GIVEN INSTRUCTION 1> Transcribe the part of the review below from "Photo: Melissa Graves, Ph.D." to "the United States.".
GIVEN INSTRUCTION 2> According to the review below, how many words make up Article II of the Constitution?

EXCERPTED PASSAGE>
Photo: Melissa Graves, Ph.D. (left) arranged the Watergate panel, held on The Citadel campus in February 2020 as part of the Department of Intelligence and Cybersecurity’s two-day conference. (Seated left to right: Melissa Graves, Ph.D., John Mindermann, John Clynick, Paul Magallanes, Daniel Mahan and Angelo Lano.)
As seen in Washington Decoded, by James Robenalt
Nixon’s FBI: Hoover, Watergate, and a Bureau in Crisis
Melissa Graves
Lynne Rienner Publishers. 246 pp. $85
Exactly one thousand twenty-five words comprise Article II of the Constitution, and most of them are devoted to how to select a president of the United States.
The two hundred or so left over describe a president’s substantive powers. That the key phrase—“executive power shall be vested in the president of the United States”—has been interpreted generously is an understatement. It has become the basis for vast power since it confers unenumerated powers. By contrast, Article I, which governs the Congress, only vests all legislative powers “granted herein”—a limiting qualifier.
Add sweeping clauses like “commander in chief,” and “he shall take care that the laws be faithfully executed,” and you arrive at the dilemma posed in Melissa Graves’s new book, Nixon’s FBI, Hoover, Watergate, and a Bureau in Crisis. What are the limits of a president’s control over federal law enforcement, especially when the crimes at issue may involve the president in either his/her private or elected capacity? This issue, in turn, raises the question of the government’s power to surveil its citizens, including citizens who may be considered political dissidents and not seditious criminals. That question is at the heart of the present danger posed by domestic extremists or terrorists who have grown exponentially during the Trump administration.
This makes Nixon’s FBI an important read.

RAW RECORDS>
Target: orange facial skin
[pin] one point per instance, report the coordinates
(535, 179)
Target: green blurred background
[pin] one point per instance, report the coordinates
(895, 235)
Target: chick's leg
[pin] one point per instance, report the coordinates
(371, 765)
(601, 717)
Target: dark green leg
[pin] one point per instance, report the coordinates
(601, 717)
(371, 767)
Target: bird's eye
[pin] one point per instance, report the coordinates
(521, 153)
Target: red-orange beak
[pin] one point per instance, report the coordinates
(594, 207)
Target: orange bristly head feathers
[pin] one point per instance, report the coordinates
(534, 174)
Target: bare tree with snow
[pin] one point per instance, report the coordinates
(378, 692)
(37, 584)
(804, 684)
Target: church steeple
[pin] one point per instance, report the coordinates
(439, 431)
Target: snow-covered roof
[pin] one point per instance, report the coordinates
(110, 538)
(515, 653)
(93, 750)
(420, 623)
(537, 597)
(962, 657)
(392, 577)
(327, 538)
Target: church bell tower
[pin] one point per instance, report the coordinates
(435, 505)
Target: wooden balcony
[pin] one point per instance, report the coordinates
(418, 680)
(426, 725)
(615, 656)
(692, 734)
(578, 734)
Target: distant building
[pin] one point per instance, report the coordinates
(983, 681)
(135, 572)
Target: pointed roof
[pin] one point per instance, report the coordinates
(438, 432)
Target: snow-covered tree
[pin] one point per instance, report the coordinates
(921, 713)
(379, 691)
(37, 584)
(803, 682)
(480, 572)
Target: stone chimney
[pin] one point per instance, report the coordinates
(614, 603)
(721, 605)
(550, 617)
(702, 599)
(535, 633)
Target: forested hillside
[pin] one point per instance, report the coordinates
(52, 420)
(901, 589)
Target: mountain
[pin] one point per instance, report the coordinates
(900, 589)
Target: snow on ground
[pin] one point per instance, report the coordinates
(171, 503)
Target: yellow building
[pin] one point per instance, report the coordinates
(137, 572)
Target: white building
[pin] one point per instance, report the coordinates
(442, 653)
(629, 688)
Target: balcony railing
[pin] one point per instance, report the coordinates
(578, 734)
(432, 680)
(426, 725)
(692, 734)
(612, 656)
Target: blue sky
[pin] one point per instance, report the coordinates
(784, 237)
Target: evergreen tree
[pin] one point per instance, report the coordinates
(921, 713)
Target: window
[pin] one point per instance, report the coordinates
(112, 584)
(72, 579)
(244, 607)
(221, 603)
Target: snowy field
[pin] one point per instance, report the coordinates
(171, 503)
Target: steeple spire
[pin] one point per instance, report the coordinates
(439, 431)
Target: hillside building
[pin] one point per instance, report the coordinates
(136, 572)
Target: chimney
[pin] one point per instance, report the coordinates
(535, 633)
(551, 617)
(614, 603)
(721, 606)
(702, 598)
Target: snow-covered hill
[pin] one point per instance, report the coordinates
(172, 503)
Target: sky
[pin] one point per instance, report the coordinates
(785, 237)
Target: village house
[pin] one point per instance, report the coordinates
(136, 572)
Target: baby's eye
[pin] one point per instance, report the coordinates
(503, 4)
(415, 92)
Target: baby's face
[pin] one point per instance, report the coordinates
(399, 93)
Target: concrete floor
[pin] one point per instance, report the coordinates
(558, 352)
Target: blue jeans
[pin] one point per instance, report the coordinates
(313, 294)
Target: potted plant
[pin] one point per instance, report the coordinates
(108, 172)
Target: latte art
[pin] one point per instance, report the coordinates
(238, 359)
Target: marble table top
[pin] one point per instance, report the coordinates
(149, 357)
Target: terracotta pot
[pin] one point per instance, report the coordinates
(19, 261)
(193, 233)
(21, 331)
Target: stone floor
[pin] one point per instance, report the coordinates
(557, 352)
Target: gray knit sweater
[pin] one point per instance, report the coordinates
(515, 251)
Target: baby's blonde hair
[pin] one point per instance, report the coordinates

TASK SOLUTION 1>
Photo: Melissa Graves, Ph.D. (left) arranged the Watergate panel, held on The Citadel campus in February 2020 as part of the Department of Intelligence and Cybersecurity’s two-day conference. (Seated left to right: Melissa Graves, Ph.D., John Mindermann, John Clynick, Paul Magallanes, Daniel Mahan and Angelo Lano.)
As seen in Washington Decoded, by James Robenalt
Nixon’s FBI: Hoover, Watergate, and a Bureau in Crisis
Melissa Graves
Lynne Rienner Publishers. 246 pp. $85
Exactly one thousand twenty-five words comprise Article II of the Constitution, and most of them are devoted to how to select a president of the United States.

TASK SOLUTION 2> One thousand twenty-five.